- _Requests_:
1. Using the Abbie Gardner article, answer these:
(a) What street address is given for Kennett Flash?
(b) How long has Gardner been touring with Red Molly?
(c) Where did guitar player Jeff Ruggieri move?
2. Write the next few paragraphs of the Abbie Gardner article, picking up after its final sentence.

On Stage: Peaceful music, or anything but on Sunday

By Denny Dyroff, Staff Writer, The Times

Abbie Gardner

People view Sunday nights in different ways. Some like to relax and get ready for the upcoming work week while others like to do things to squeeze the most out of their weekends.

For those who like to maximize their weekends by enjoying live music, there are two choices this Sunday that are polar opposites – a quiet show by a solo acoustic artist or an intense show featuring acts known for visual and aural assaults.

The “quiet” show will take place at Kennett Flash (102 Sycamore Alley, Kennett Square, 484-732-8295, http://www.kennettflash.org) and feature Abbie Gardner.

Abbie Gardner is no stranger to area music fans.

She has played locally numerous times — as one-third of Red Molly and, more recently, as part of a duo project with Jesse Terry. Now, Gardner is on the road as a solo act.

Gardner, a talented dobro player and multi-instrumentalist, has been touring with Americana act Red Molly for more than a decade. She also has three CDs on her own notable for award-winning songs.

“I’m doing stuff from my whole catalog,” said Gardner, during a phone interview last week from her home in Jersey City, New Jersey.

“I’ll be doing a lot of solo stuff.  It’s different now because my guitar player Jeff Ruggieri moved to Nashville. It used to be two of us but now I’m onstage by myself – just me and my dobro.

“This has given me the kick that I needed. I was a little nervous but that’s part of the excitement. You have to go outside your comfort zone if you want to grow.”

Gardner has encountered some challenges.

“The biggest challenge is rearranging songs so they sound full. The exciting part is that when I play this way, I find myself wandering from one song into another. There’s more room for improvisation.

- _Information given_:

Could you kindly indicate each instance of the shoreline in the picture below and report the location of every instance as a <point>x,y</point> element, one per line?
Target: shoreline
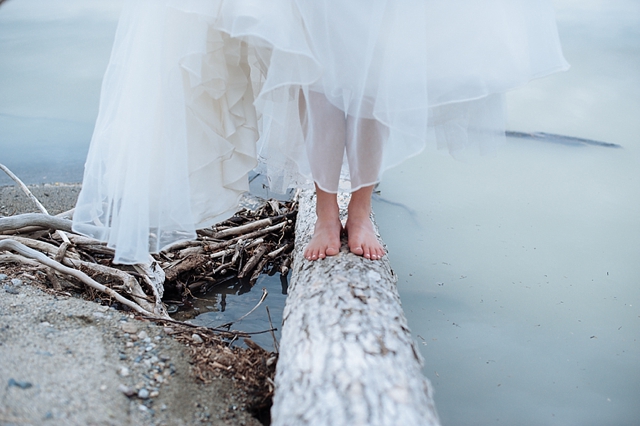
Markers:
<point>68,360</point>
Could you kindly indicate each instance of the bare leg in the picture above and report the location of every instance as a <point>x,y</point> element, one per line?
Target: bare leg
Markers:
<point>326,235</point>
<point>364,152</point>
<point>362,238</point>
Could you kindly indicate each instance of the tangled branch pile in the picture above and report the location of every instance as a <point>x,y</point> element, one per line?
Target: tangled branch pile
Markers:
<point>247,244</point>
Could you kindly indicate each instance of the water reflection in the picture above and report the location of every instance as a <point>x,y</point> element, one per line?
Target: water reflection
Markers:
<point>519,275</point>
<point>220,305</point>
<point>54,54</point>
<point>520,280</point>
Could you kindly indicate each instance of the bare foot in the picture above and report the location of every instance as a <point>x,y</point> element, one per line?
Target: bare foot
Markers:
<point>325,241</point>
<point>326,235</point>
<point>362,239</point>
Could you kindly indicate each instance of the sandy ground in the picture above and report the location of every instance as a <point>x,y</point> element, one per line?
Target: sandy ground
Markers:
<point>67,361</point>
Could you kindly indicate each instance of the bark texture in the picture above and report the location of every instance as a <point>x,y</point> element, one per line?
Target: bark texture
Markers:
<point>346,353</point>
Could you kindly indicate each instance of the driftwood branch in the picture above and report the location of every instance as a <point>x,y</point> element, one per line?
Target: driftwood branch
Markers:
<point>34,219</point>
<point>81,276</point>
<point>346,354</point>
<point>33,198</point>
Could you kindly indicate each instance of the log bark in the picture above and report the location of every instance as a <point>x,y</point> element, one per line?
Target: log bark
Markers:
<point>346,353</point>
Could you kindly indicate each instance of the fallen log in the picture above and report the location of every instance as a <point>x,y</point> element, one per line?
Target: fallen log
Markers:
<point>346,353</point>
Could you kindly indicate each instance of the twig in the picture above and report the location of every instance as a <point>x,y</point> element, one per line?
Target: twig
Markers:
<point>265,293</point>
<point>30,253</point>
<point>31,196</point>
<point>253,261</point>
<point>273,334</point>
<point>34,219</point>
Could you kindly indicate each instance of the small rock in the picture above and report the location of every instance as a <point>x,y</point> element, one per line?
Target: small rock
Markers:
<point>11,290</point>
<point>20,384</point>
<point>129,327</point>
<point>127,390</point>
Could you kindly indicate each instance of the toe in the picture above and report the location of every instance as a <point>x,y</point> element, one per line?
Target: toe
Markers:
<point>332,251</point>
<point>357,250</point>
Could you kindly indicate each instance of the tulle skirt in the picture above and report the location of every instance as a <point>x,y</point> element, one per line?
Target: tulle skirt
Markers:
<point>200,92</point>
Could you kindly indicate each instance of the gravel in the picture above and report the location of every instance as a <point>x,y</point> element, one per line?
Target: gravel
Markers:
<point>68,361</point>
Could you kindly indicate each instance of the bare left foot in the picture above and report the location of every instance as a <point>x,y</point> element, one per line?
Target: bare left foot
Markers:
<point>362,239</point>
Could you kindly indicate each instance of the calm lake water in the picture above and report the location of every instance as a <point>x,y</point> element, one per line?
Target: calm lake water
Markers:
<point>520,274</point>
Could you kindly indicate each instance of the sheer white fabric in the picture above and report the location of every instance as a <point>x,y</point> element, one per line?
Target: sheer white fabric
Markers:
<point>199,92</point>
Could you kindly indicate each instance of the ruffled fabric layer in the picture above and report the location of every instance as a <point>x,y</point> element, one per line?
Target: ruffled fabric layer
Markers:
<point>198,92</point>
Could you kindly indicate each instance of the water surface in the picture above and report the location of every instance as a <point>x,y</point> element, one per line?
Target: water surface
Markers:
<point>519,274</point>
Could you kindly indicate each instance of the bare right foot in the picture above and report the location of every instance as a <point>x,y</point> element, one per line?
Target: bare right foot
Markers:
<point>325,241</point>
<point>326,235</point>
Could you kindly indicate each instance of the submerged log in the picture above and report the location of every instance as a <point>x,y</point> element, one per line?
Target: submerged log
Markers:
<point>346,353</point>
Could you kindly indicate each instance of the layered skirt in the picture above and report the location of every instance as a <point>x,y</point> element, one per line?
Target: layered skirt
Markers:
<point>200,92</point>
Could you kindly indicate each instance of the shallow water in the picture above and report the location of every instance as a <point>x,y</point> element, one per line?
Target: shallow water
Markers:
<point>519,274</point>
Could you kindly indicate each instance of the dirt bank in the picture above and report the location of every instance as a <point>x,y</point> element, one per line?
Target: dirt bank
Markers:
<point>68,361</point>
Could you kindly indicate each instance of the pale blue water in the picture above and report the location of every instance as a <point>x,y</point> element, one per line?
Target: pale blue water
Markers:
<point>520,275</point>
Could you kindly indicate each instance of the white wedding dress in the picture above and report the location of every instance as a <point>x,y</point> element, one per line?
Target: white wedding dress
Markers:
<point>200,92</point>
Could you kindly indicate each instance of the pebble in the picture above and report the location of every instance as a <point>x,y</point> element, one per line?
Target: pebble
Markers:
<point>128,327</point>
<point>11,290</point>
<point>127,390</point>
<point>19,384</point>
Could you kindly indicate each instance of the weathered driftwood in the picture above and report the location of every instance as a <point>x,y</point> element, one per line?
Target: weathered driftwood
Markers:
<point>346,354</point>
<point>84,278</point>
<point>33,198</point>
<point>34,219</point>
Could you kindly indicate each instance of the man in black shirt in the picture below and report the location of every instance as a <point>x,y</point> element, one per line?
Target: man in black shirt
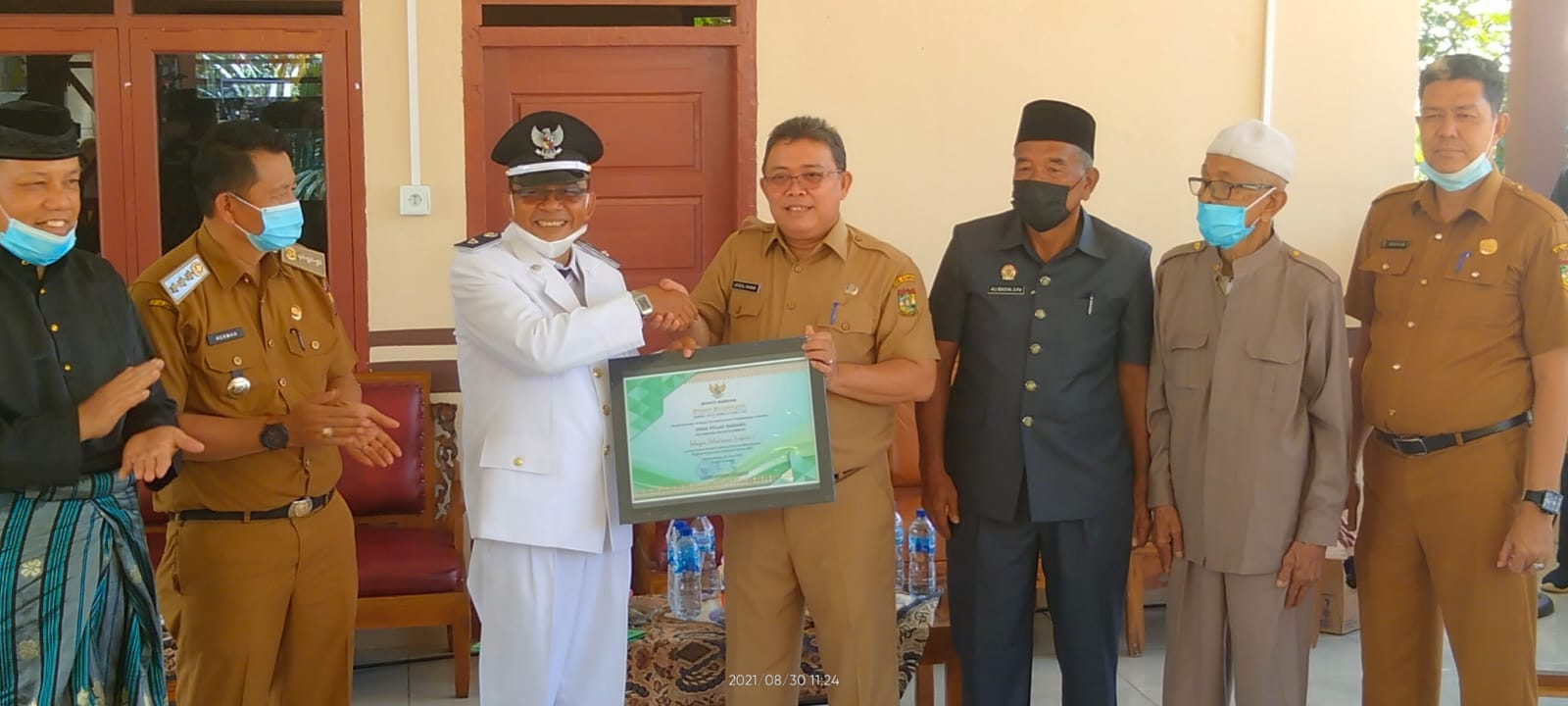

- _Answers given_:
1.
(a) 102 Sycamore Alley, Kennett Square
(b) More than a decade
(c) Nashville

2.
“Instrumentally, I’ll be sticking mostly to dobro. I used to do guitar but dobro now is my main instrument. I love it. It frees me up for vocals and melodic lines.

“My main dobro was made by Paul Beard. I play a Hipshot dobro which is like two instruments in one. You can pull a lever and change the tuning. I put everything through a compressor microphone. It’s a throwback sound.”

Gardner’s songwriting has brought her much acclaim including 2008 Lennon Award Winner (folk) for “The Mind of a Soldier” and 2008 American Songwriter Magazine Grand Prize Lyric Winner for “I’d Rather Be”. Her song “Honey on My Grave” was also published in Sing Out! Magazine in 2008.

“Lately, I’ve been writing starting with melody and getting the words later,” said Gardner. “I try to work on it until it’s so stuck n my head that it seems like it’s on ‘repeat.’ That’s the early stages.

“I don’t record a demo until I’m set on the melody. If a melody comes to me when I’m out – say in a park – I’ll put it on my cell phone. If it happens at home, I’ll use ProTools.”

There’s good news for fans who are awaiting a new Abbie Gardner solo album.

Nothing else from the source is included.